Given request
Reproduce the following items verbatim, leaving the pictures out of your answer.

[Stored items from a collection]
----

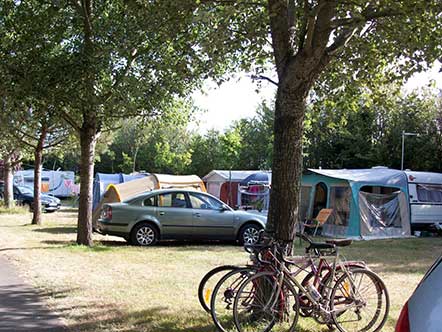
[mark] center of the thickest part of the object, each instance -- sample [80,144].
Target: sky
[237,98]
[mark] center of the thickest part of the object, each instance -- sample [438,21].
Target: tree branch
[70,120]
[262,77]
[278,13]
[119,78]
[341,40]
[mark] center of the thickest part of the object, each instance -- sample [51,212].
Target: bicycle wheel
[208,283]
[262,305]
[221,303]
[359,302]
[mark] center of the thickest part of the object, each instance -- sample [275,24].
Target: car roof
[163,191]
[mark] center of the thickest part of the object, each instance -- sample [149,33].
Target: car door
[175,215]
[211,218]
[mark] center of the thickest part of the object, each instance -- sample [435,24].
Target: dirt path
[21,306]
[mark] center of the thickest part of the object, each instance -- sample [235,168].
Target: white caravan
[425,190]
[55,183]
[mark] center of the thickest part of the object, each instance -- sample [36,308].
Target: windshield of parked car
[25,190]
[201,201]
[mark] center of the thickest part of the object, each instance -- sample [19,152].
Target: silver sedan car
[423,311]
[178,214]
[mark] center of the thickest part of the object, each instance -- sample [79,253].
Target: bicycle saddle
[340,243]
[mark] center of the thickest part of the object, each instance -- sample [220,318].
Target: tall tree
[310,36]
[109,60]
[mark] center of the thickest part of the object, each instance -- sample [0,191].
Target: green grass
[13,210]
[117,287]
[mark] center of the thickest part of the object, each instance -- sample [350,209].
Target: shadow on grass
[405,256]
[57,230]
[156,319]
[68,209]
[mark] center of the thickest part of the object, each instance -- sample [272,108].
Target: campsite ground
[117,287]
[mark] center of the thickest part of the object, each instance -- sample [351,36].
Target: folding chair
[319,221]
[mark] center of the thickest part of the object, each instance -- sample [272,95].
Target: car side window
[150,201]
[204,202]
[177,200]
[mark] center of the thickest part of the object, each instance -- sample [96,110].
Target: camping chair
[319,221]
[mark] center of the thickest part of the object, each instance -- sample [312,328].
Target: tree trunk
[135,159]
[88,138]
[287,162]
[38,155]
[8,178]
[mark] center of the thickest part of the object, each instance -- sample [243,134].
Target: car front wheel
[144,235]
[249,234]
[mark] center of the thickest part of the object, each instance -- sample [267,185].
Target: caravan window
[429,193]
[340,203]
[305,202]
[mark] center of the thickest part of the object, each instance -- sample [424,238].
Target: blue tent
[103,180]
[366,203]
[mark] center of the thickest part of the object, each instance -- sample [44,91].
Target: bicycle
[269,299]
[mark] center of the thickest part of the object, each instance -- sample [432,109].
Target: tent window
[340,203]
[150,201]
[380,207]
[254,196]
[177,200]
[305,202]
[320,201]
[200,201]
[429,193]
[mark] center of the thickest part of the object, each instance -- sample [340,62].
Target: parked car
[25,196]
[423,311]
[178,214]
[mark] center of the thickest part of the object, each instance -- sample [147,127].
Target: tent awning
[380,176]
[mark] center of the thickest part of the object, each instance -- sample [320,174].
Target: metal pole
[403,148]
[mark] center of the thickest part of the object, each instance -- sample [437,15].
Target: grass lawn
[117,287]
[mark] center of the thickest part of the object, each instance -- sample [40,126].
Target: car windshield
[25,190]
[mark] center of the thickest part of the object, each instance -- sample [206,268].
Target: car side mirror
[223,208]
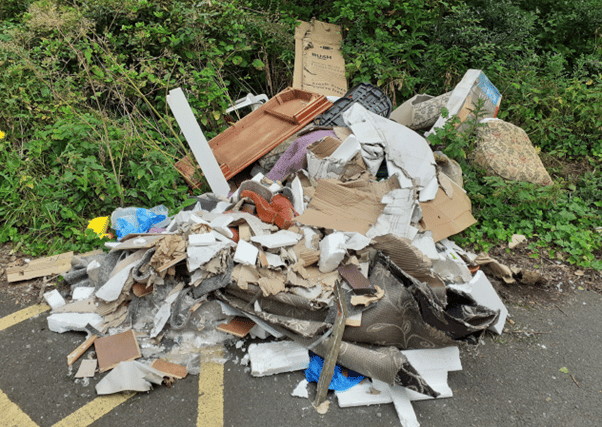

----

Finished task
[mark] center of the thickest part of the object, each instance -- sample [80,144].
Target: sky
[237,98]
[mark] center of the thickest part of the object, each instance -- sample [438,21].
Target: tree branch
[70,120]
[262,77]
[278,13]
[119,78]
[341,40]
[mark] center of the thickest part of the object, each instance -- sample [51,212].
Target: bicycle wheel
[208,283]
[262,305]
[221,303]
[359,302]
[mark] center of the thickest part of the object, each instance -- sample [275,24].
Target: car roof
[163,191]
[mark] center of the thickest part of the object, each instance -- sample [149,33].
Target: car door
[175,215]
[211,218]
[mark] center of the thickest part of the object, each instance -- sample [435,24].
Target: dirt path
[21,306]
[mark] center of the thickest part of the object, each instance -- sample [235,168].
Target: white caravan
[425,190]
[55,183]
[mark] center of the thickest part of the object, each instance -- sample [36,308].
Target: windshield of parked car
[25,190]
[201,201]
[mark] center of the thickest part of the object, each instance -- sample [19,152].
Target: silver sedan car
[423,311]
[178,214]
[mark] center of the thickest part of the object, each instance -- sample [79,253].
Target: bicycle saddle
[340,243]
[mark] center of the thickest part of the object, each instance -- sample [220,318].
Target: tall tree
[310,36]
[109,60]
[mark] center of the thickest part of the object, each instance -- sample [0,191].
Target: green grass
[13,210]
[117,287]
[mark] center of the thickest part of the object, each instance -- sample [350,209].
Target: shadow on grass
[405,256]
[57,230]
[156,319]
[68,209]
[mark] center of the thickest part of the object, each instance -- sample [272,108].
Target: campsite ground
[117,287]
[mark] center of the thickest part of the object, each instance -- sample [351,36].
Target: folding chair
[319,221]
[mark] center of the thickest part of the object, each instance -- sample [272,95].
Target: car side window
[150,201]
[204,202]
[177,200]
[mark] center of the thickest part of the object, each instance -- sample [96,110].
Target: camping chair
[319,221]
[mark] center of the thickest part of the object, each instance -- sample [312,328].
Target: tree trunk
[135,159]
[88,138]
[287,162]
[38,155]
[8,178]
[mark] center of the thickest part of the object, each instance -- sample [243,134].
Target: car front wheel
[144,235]
[249,234]
[mark] center of the thickest part of the object, each instance -- sample [267,185].
Target: caravan window
[429,193]
[340,203]
[305,202]
[mark] center of the thickest part of the object, each instance -- sample [424,238].
Target: blue tent
[103,180]
[366,203]
[mark] center of the thickest part of the object, each instance -- sample [44,91].
Target: bicycle
[269,299]
[mark] center of the thickest part of the object, each instance -- sample [432,109].
Target: tent window
[340,203]
[150,201]
[380,207]
[254,196]
[177,200]
[305,202]
[320,201]
[200,201]
[429,193]
[mark] center of the thickest part of the object, each instance -- sample [340,62].
Target: parked car
[25,196]
[423,311]
[178,214]
[mark] center of the thickest part of the object, each instance -- sample [147,127].
Target: tent awning
[380,176]
[mark] center of the thickest part of the object, each instance -- sample [320,174].
Target: metal pole
[403,148]
[mark] center of the thickest part of the object, each instance -- sample [437,15].
Target: grass lawn
[117,287]
[mark] center of the thickest part of the object, each instance -- sample [40,126].
Target: car windshield
[25,190]
[mark] center of the thickest part of the object, each instance -- sample [206,268].
Target: car side mirror
[223,208]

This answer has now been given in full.